◆ REQUIRED TASK A:
Please update the Off the Map script report: write it out again starting at "Later, as Arlene" and ending at "he is unconscious.", with "hornet" changed to "wasp".
◆ REQUIRED TASK B:
Carry on the Off the Map script report from its last sentence.

◆ PAGE EXCERPT:
--- Start ---
TITLE:"Off The Map"AUTHOR:Joan Ackermann
GENRE:DramaCIRCA:1971
LOCATION:New MexicoPAGES:97
SUB TO:****SUB BY:****
READER:SCDATE:March 5, 2001

LOGLINE: precocious 11-year-old girl befriends a budding artist to cope with her father's depression.

COMMENT SUMMARY: "Off the Map" is an uncommon, impressionistic drama that succeeds in weaving characters, art, and the deserts of northern New Mexico into a uniquely affecting screenplay. The story is both simple and elusive. This is not a script that breaks down into typical acts and plot points. It is easy, initially, to view the story as episodic and unstructured. However, the story gradually gains weight and momentum, even as it appears deeply rooted in the most ordinary of life's aspects. The script's greatest triumph is its characters. Bo, the child protagonist, absolutely comes alive. Both her parents, and the mysterious William Gibbs, evolve into three dimensional human beings. The characters are constantly surprising, touching, and human. The dialogue is outstanding—with the notable exception of the adult Bo, whose poetic voice over occasionally sounds overblown. Structurally, the script is atypical yet effective. The story is arranged around theme and character, not events. The setting is a vivid and vital part of the whole.


Excellent Good Fair Poor
Story: X X
Characters: X
Dialogue: X
Structure: X
Setting: X X

BUDGET: Medium/Low

RECOMMENDATION: Recommended

SYNOPSIS: ADULT BO, late thirties, holds a card labeled, "Memorial Service" in Salt Lake City. Dissolve to Northern New Mexico, where BO, eleven years old, lives in open country with her parents, ARLENE and CHARLEY. Charley is suffering from deep depression. Arlene gets a letter saying the IRS is auditing them. This is funny; the family lives in poverty, earning only a few thousand dollars a year.

Later, as Arlene works, naked, in her garden, IRS man WILLIAM GIBBS arrives. William, 28, has been walking for hours looking for Charley and Arlene's farm. William is struck by the beauty of the landscape--and Arlene. He explains who he is. Arlene is friendly, not at all concerned or hostile. A hornet stings William. He has an allergic reaction and collapses. Arlene brings him in. She and Bo care for him while he is unconscious.

Bo is fascinated by William. She asks him many questions about the outside world. She is particularly interested in the Ocean: what does it look like? When William recovers, he learns that his car (parked miles away) has been stripped. Arlene says she'll take him to the junkyard to find parts for it. William tells Arlene that he loves her. Arlene thanks him, but cautions him, saying New Mexico is a powerful place which easily overwhelms outsiders. She invites William to stay as long as he likes. William accepts her offer.

William is amazed by how Bo and her family live without money. They live off the land, making or salvaging all the goods they need. William also continues to be awed by the desert landscape. He begins a nude sketch of Arlene, then covers it over with blue paint. Two and a half weeks later, he finished the painting, a thirty-one foot long panorama of the ocean for Bo. Arlene, meanwhile, has figured out all the penalties they owe the IRS. She gives the figures to William. He says he doesn't work for the IRS any more.
--- End ---
[Pointing records for named objects]
--- Start ---
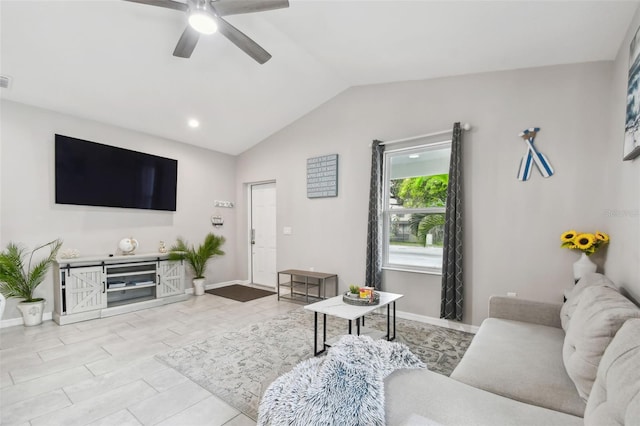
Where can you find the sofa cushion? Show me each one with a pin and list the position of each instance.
(422, 397)
(573, 296)
(615, 396)
(597, 318)
(522, 361)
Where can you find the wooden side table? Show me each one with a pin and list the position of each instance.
(299, 280)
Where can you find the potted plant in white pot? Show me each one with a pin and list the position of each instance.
(20, 280)
(197, 258)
--- End ---
◆ ANSWER A:
Later, as Arlene works, naked, in her garden, IRS man WILLIAM GIBBS arrives. William, 28, has been walking for hours looking for Charley and Arlene's farm. William is struck by the beauty of the landscape--and Arlene. He explains who he is. Arlene is friendly, not at all concerned or hostile. A wasp stings William. He has an allergic reaction and collapses. Arlene brings him in. She and Bo care for him while he is unconscious.

◆ ANSWER B:
William begins another painting--this time of Arlene working in her garden. They get a surprise delivery: a sailboat. Bo has applied for an American Express card. With the card, she purchased a sailboat from California for her father's birthday. The delivery man has a set of instructions written in crayon to find Charley and Arlene's farm. Arlene doesn't know how they'll repay the bill. But Charley likes the boat.

Charley spends the nights sitting in the boat, staring up at the stars. Occasionally, William joins him. William tells a story about his past, about he blamed himself as a child for his mother's death. Somehow, the story moves Charley, breaking through his depression. The moment seems to heal something in both men. The next day, Charley begins making paints for William. For the first time in a long while, Charley hugs and kisses his wife, telling her not worry about the American Express bill.

William Gibb's first painting sells for $9000 (and later for $250,000), enough to pay the Amex and the tax bill, and get braces for Bill. Back in the present, adult Bo finishes reminiscing about her childhood and prepares to attend William's funeral. William was found dead out in the New Mexico desert, staring up at the sky. THE END.

COMMENTS: Joan Ackermann's "Off the Map" appears at first glance to be just another cluttered, confused, overly melodramatic author's memoir. For readers with patience, however, the script ultimately reveals itself to be that rarest of creatures: a fully realized screenplay.

Those seeking story and structure in the first ten pages will soon be shaking their heads. Additionally, the script begins with its biggest weakness: the pseudo-poetic narration of its protagonist as an adult (most everything dealing with Bo's adult life is soft, in fact). These two traits serve as an unfortunate barrier to the genuine pleasures "Off the Map" has to offer.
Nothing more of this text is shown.